--- INSTRUCTIONS FOR THE TASK ---
Copy out word for word the entries between the lines containing "Can you tell me where the white train" and "top-left (0, 139), bottom-right (182, 180)", with both of those lines included.

:: AVAILABLE RECORDS

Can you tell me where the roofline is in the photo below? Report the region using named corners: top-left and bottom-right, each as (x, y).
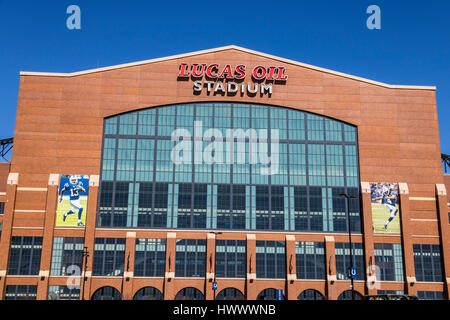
top-left (20, 45), bottom-right (436, 91)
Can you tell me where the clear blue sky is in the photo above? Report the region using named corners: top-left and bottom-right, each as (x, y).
top-left (0, 0), bottom-right (450, 158)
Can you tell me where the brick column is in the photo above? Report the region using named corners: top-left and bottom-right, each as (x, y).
top-left (121, 232), bottom-right (136, 300)
top-left (436, 184), bottom-right (450, 300)
top-left (285, 235), bottom-right (297, 300)
top-left (325, 236), bottom-right (338, 300)
top-left (163, 232), bottom-right (177, 300)
top-left (361, 182), bottom-right (377, 295)
top-left (398, 183), bottom-right (417, 295)
top-left (205, 233), bottom-right (216, 300)
top-left (245, 234), bottom-right (258, 300)
top-left (36, 174), bottom-right (59, 300)
top-left (0, 173), bottom-right (19, 300)
top-left (80, 175), bottom-right (100, 300)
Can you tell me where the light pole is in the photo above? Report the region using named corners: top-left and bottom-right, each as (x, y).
top-left (339, 193), bottom-right (357, 300)
top-left (209, 231), bottom-right (222, 301)
top-left (81, 247), bottom-right (89, 300)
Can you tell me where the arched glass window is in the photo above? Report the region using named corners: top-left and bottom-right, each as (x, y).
top-left (338, 290), bottom-right (362, 300)
top-left (216, 288), bottom-right (245, 300)
top-left (97, 103), bottom-right (360, 232)
top-left (133, 287), bottom-right (164, 300)
top-left (175, 288), bottom-right (205, 300)
top-left (297, 289), bottom-right (324, 300)
top-left (256, 288), bottom-right (284, 300)
top-left (92, 287), bottom-right (122, 300)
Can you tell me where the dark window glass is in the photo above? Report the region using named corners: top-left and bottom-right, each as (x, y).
top-left (92, 287), bottom-right (122, 300)
top-left (152, 183), bottom-right (169, 228)
top-left (134, 239), bottom-right (166, 277)
top-left (216, 288), bottom-right (245, 300)
top-left (50, 237), bottom-right (84, 276)
top-left (175, 239), bottom-right (206, 277)
top-left (175, 288), bottom-right (205, 300)
top-left (295, 241), bottom-right (326, 279)
top-left (98, 181), bottom-right (113, 227)
top-left (413, 244), bottom-right (444, 282)
top-left (332, 188), bottom-right (347, 232)
top-left (256, 241), bottom-right (286, 279)
top-left (338, 290), bottom-right (362, 300)
top-left (8, 237), bottom-right (42, 275)
top-left (92, 238), bottom-right (125, 277)
top-left (309, 187), bottom-right (324, 231)
top-left (5, 285), bottom-right (37, 300)
top-left (215, 240), bottom-right (246, 278)
top-left (133, 287), bottom-right (164, 300)
top-left (97, 103), bottom-right (361, 233)
top-left (112, 182), bottom-right (130, 227)
top-left (374, 243), bottom-right (404, 281)
top-left (256, 289), bottom-right (277, 300)
top-left (347, 188), bottom-right (361, 232)
top-left (417, 291), bottom-right (445, 300)
top-left (335, 242), bottom-right (365, 280)
top-left (48, 286), bottom-right (80, 300)
top-left (294, 187), bottom-right (309, 231)
top-left (256, 186), bottom-right (284, 230)
top-left (297, 289), bottom-right (324, 300)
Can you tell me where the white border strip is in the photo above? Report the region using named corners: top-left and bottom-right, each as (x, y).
top-left (17, 187), bottom-right (48, 192)
top-left (409, 197), bottom-right (436, 201)
top-left (20, 45), bottom-right (436, 91)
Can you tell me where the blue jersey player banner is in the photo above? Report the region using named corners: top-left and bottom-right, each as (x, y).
top-left (370, 183), bottom-right (400, 234)
top-left (56, 175), bottom-right (89, 227)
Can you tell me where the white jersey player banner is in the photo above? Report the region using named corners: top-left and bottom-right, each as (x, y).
top-left (370, 183), bottom-right (400, 234)
top-left (56, 175), bottom-right (89, 227)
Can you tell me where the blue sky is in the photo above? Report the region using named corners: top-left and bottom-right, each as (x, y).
top-left (0, 0), bottom-right (450, 159)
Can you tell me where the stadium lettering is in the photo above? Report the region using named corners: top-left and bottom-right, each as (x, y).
top-left (178, 63), bottom-right (288, 97)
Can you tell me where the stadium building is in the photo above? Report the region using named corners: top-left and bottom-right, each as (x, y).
top-left (0, 46), bottom-right (450, 300)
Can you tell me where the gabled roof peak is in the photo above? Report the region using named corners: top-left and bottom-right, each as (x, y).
top-left (20, 45), bottom-right (436, 90)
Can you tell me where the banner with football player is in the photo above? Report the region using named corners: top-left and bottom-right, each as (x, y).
top-left (56, 175), bottom-right (89, 227)
top-left (370, 183), bottom-right (400, 234)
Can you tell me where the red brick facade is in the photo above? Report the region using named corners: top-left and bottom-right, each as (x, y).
top-left (0, 47), bottom-right (450, 300)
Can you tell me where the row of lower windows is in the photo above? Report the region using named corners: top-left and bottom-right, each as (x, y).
top-left (98, 181), bottom-right (361, 232)
top-left (5, 285), bottom-right (444, 300)
top-left (8, 237), bottom-right (443, 282)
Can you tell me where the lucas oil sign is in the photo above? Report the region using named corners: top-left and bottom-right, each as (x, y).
top-left (178, 63), bottom-right (288, 97)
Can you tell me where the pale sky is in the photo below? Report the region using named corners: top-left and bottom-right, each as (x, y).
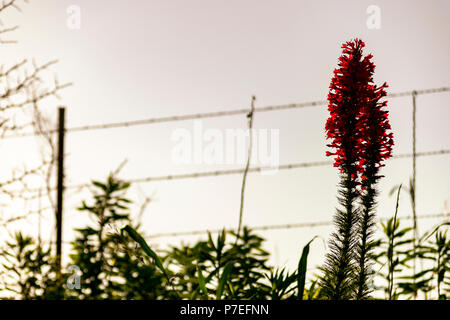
top-left (0, 0), bottom-right (450, 290)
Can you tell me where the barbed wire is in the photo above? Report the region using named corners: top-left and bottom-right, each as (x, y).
top-left (75, 149), bottom-right (450, 188)
top-left (3, 87), bottom-right (450, 139)
top-left (43, 213), bottom-right (450, 244)
top-left (4, 149), bottom-right (450, 194)
top-left (147, 213), bottom-right (449, 239)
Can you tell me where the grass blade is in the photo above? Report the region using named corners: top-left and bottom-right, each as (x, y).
top-left (297, 236), bottom-right (317, 300)
top-left (216, 262), bottom-right (233, 300)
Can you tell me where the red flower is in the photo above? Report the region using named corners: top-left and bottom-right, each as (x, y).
top-left (325, 39), bottom-right (393, 180)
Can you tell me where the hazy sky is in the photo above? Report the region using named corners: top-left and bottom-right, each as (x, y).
top-left (0, 0), bottom-right (450, 280)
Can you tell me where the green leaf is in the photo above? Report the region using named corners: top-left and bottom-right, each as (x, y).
top-left (197, 267), bottom-right (208, 295)
top-left (122, 225), bottom-right (169, 280)
top-left (216, 262), bottom-right (233, 300)
top-left (297, 236), bottom-right (317, 300)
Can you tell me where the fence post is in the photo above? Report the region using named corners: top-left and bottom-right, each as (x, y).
top-left (56, 107), bottom-right (65, 273)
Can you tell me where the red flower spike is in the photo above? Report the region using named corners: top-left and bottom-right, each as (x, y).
top-left (325, 39), bottom-right (393, 181)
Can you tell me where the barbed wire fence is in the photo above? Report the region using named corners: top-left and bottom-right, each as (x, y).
top-left (2, 87), bottom-right (450, 248)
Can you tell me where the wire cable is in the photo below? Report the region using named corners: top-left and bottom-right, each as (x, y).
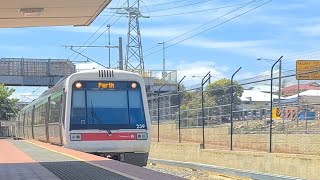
top-left (150, 0), bottom-right (263, 17)
top-left (142, 0), bottom-right (216, 12)
top-left (145, 0), bottom-right (272, 57)
top-left (68, 0), bottom-right (126, 60)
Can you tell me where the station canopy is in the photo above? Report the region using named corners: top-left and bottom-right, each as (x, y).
top-left (0, 0), bottom-right (111, 28)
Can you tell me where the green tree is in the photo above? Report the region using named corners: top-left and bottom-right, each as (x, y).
top-left (0, 84), bottom-right (19, 119)
top-left (206, 79), bottom-right (243, 121)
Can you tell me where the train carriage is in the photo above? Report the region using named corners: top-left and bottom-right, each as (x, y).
top-left (17, 69), bottom-right (151, 166)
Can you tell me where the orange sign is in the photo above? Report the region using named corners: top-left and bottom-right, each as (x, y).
top-left (296, 60), bottom-right (320, 80)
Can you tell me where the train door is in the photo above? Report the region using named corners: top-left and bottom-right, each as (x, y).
top-left (59, 89), bottom-right (66, 146)
top-left (31, 106), bottom-right (36, 139)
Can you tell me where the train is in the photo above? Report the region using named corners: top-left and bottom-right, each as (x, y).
top-left (16, 69), bottom-right (151, 166)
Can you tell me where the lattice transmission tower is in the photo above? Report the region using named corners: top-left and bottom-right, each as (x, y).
top-left (114, 0), bottom-right (148, 74)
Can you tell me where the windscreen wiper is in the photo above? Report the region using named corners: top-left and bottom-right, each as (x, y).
top-left (91, 100), bottom-right (112, 136)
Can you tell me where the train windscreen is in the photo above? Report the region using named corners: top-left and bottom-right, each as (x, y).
top-left (70, 81), bottom-right (147, 130)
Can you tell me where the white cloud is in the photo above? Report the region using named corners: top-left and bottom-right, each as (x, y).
top-left (181, 39), bottom-right (291, 59)
top-left (56, 26), bottom-right (185, 38)
top-left (298, 24), bottom-right (320, 36)
top-left (172, 60), bottom-right (228, 86)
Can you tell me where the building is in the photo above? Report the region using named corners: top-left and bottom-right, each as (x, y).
top-left (282, 82), bottom-right (320, 97)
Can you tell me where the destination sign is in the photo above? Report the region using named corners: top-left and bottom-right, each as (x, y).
top-left (98, 82), bottom-right (115, 89)
top-left (296, 60), bottom-right (320, 80)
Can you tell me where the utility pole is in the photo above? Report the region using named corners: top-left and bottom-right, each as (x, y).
top-left (278, 59), bottom-right (282, 111)
top-left (107, 24), bottom-right (111, 69)
top-left (158, 42), bottom-right (166, 77)
top-left (112, 0), bottom-right (148, 74)
top-left (118, 37), bottom-right (123, 70)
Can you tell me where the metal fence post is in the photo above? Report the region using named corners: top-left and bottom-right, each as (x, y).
top-left (269, 56), bottom-right (283, 153)
top-left (178, 76), bottom-right (186, 143)
top-left (157, 83), bottom-right (166, 142)
top-left (201, 71), bottom-right (210, 149)
top-left (230, 67), bottom-right (242, 150)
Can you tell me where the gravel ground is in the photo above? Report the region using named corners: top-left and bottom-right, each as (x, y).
top-left (146, 164), bottom-right (249, 180)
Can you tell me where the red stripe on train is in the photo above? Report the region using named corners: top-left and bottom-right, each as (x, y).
top-left (81, 132), bottom-right (137, 141)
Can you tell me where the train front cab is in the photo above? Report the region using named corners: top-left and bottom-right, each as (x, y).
top-left (65, 76), bottom-right (151, 166)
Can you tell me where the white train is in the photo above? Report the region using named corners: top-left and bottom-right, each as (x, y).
top-left (16, 69), bottom-right (151, 166)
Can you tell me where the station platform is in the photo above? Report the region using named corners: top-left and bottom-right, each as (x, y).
top-left (0, 139), bottom-right (182, 180)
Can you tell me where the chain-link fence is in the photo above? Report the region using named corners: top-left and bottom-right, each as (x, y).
top-left (149, 68), bottom-right (320, 155)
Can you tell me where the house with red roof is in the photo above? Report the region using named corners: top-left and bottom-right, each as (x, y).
top-left (281, 82), bottom-right (320, 97)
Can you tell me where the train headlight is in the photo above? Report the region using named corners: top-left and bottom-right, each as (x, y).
top-left (137, 133), bottom-right (148, 140)
top-left (70, 133), bottom-right (82, 141)
top-left (76, 82), bottom-right (82, 89)
top-left (131, 83), bottom-right (137, 89)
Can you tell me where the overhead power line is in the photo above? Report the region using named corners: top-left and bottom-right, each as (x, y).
top-left (144, 0), bottom-right (256, 53)
top-left (150, 0), bottom-right (263, 17)
top-left (68, 0), bottom-right (126, 60)
top-left (142, 0), bottom-right (188, 7)
top-left (73, 12), bottom-right (124, 60)
top-left (143, 0), bottom-right (220, 13)
top-left (146, 0), bottom-right (272, 56)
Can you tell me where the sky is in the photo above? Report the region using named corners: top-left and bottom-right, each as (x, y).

::::

--- TASK ANSWER ---
Can you tell me where the white train is in the photo above? Report the region using named corners: top-left and bottom-right, each as (x, y).
top-left (16, 69), bottom-right (151, 166)
Can you tell me where the station platform is in the photo above? Report the region using named corners: top-left and bottom-right, each as (x, y).
top-left (0, 139), bottom-right (182, 180)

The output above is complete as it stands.